Course detail
Introduction to Physical Engineering and Nanosciences
FSI-TUN Acad. year: 2020/2021 Winter semester
Explanation of physical principles of classical, holographic and tunneling microscopy, Learning the fundamentals of these instruments. Interaction of radiation with a matter. Sources and detectors of light and charged particles.
Language of instruction
Czech
Number of ECTS credits
2
Supervisor
Department
Learning outcomes of the course unit
Basic physical knowledge needed for the understanding of solid state structure, interaction of the beams od electromagnetic radiation and charged particles with a matter. Sources and detectors of these beams.
Prerequisites
Secondary-school-level knowledge in geometric and and wave optics and solid state physics.
Planned learning activities and teaching methods
The course is taught through lectures explaining the basic principles and theory of the discipline. Exercises are focused on practical topics presented in lectures.
Assesment methods and criteria linked to learning outcomes
The assessment of a student is made upon his performance in practice and quality of a discussion on topics selected at the colloquium (lecture notes allowed at preparation).
Aims
The goal of the the subject: to provide an overview of contemporary fundamental topics of Physicl Engineering with a special emphasis on nanotechnology, to inform students about research topics being studied at the Institute of Physical Engineering and to motivate students for the selection of properly aimed study- and creative- activities.
Specification of controlled education, way of implementation and compensation for absences
The presence of students at practice is obligatory and is monitored by a tutor. The way how to compensate missed practice lessons will be decided by a tutor depending on the range and content of missed lessons.
The study programmes with the given course
Programme B-FIN-P: Physical Engineering and Nanotechnology, Bachelor's, compulsory
Type of course unit
Lecture
13 hours, optionally
Teacher / Lecturer
Syllabus
Basic primciples of light propagation. Principles of optical imaging.
Basic optical tools: magnifier, microscope, telescope and binocular.
Sources and detectors of light. Diffraction of light, Physical principles of holography.
Confocal microscopy. Laser spectroscopy.
Structure of solids. Sources of electron-, ion- and atomic- beams.
Methods and instruments for fabrication and analysis of surfaces, thin films,, and 2D – 0D nanostructures.
Information about photon and electron tunneling microscopes and their application in analysis providing not only measurements but an interaction with a matter on atomic scale and modification of its physical properties.
Practicing on the state-of-the-art equipment in these fields in the labs.
Exercise
6 hours, compulsory
Teacher / Lecturer
Syllabus
The calculation of supportive theoretical examples and practical demonstrations and testing take place during the whole semester.
Computer-assisted exercise
7 hours, compulsory
Syllabus
See seminars.

● Given material
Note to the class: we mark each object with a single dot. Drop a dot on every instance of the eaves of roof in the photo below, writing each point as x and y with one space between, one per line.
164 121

● What this task involves
Could you rewrite the passage of the course description that opens with the words containing "Information about photon" and closes with "the whole semester.", swapping "equipment" for "apparatus"?

● Written reply
Information about photon and electron tunneling microscopes and their application in analysis providing not only measurements but an interaction with a matter on atomic scale and modification of its physical properties.
Practicing on the state-of-the-art apparatus in these fields in the labs.
Exercise
6 hours, compulsory
Teacher / Lecturer
Syllabus
The calculation of supportive theoretical examples and practical demonstrations and testing take place during the whole semester.